**Exercise 1:**
Translate this sentence from the post on common law and customary law into French: "The Jersey Courts will refer to customary law, they will never refer to common law."
**Exercise 2:**
List every term that the post on common law and customary law defines under a heading in capital letters.
**Exercise 3:**
According to the post on common law and customary law, what was Alfred the Great's "Common Law" of England based upon?

**Source excerpt:**
━━━━━━━━━━

Google+ Followers

Sunday, 2 December 2012

Common Law is not the same thing as Customary Law

"All nations who are ruled by laws and customs are governed partly by their own particular laws and partly by those laws which are common to all mankind." Emperor Justinian

COMMON LAW - This was used in Roman Times to denote the laws which were common between the City of Rome and the various regions of Italy. It was also used by Alfred the Great to denote a 'Common Law' of England which was based upon the ten commandments which would stand above the local customs and baronial courts. In a very real sense then the Common Law is superior to the regional and subordinate laws of 'the Island of Jersey and its Dependencies' having been adopted into Jersey as part of the apocryphal 'Constitutions of King John' which, whilst the basis of Jersey law, were never actually written nor given to Jersey by the King but borrowed from Magna Carta.

CUSTOMARY LAW - This is different to Common Law in that it represents the customs of a particular region, it should include, but it is not limited to, Common Law. Jersey uses a number of customary laws (or did or bases current laws upon) Norman Law which are not part of the Common Law.

The Jersey Courts will refer to customary law, they will never refer to common law.

LEGAL FICTION - (Latin fictiones) Certain Roman proceedings were conducted under various fictions, such as that the parties were citizens of Rome rather than foreigners in order to give jurisdiction to the Court. So by saying I do not wish to be recognised as a citizen of Rome, but as a foreigner, you are saying that this Court does not have jurisdiction.

━━━━━━━━━━

**Coordinate labeling data:**

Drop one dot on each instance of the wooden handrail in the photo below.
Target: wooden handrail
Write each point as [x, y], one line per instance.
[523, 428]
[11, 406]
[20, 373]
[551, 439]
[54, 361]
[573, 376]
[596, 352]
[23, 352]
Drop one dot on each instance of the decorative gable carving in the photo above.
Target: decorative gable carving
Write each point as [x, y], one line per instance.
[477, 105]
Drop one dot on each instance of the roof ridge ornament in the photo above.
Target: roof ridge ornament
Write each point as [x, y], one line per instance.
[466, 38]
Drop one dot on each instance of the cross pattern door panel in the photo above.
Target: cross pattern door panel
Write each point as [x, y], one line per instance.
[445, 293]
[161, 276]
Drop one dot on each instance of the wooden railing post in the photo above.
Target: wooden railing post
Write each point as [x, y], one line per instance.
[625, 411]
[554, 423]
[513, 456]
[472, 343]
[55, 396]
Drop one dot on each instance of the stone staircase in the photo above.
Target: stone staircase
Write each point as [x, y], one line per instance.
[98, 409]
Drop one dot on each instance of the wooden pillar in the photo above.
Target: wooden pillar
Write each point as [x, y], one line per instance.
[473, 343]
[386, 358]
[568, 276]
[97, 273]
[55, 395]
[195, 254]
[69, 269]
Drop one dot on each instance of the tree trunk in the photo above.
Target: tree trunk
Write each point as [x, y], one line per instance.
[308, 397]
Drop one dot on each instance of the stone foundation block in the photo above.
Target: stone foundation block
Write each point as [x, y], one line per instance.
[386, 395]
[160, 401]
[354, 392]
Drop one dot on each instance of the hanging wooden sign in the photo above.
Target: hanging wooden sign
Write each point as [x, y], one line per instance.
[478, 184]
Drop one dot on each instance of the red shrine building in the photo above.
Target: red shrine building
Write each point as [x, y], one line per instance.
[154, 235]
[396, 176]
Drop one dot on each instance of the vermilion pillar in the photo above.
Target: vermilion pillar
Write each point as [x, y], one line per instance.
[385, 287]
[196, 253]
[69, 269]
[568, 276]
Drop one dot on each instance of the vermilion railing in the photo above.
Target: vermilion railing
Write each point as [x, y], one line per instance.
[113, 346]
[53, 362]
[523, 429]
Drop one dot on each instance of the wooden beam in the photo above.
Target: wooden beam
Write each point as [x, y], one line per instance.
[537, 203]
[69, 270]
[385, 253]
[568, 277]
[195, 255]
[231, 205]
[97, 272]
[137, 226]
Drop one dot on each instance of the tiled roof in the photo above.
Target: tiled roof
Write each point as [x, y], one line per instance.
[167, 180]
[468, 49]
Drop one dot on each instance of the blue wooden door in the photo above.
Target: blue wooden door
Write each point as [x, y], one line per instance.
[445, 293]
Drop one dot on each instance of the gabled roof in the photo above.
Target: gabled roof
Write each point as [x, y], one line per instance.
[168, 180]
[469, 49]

━━━━━━━━━━

**Worked answer 1:**
Les tribunaux de Jersey se référeront au droit coutumier, ils ne se référeront jamais à la common law.

**Worked answer 2:**
COMMON LAW
CUSTOMARY LAW
LEGAL FICTION

**Worked answer 3:**
It was based upon the ten commandments.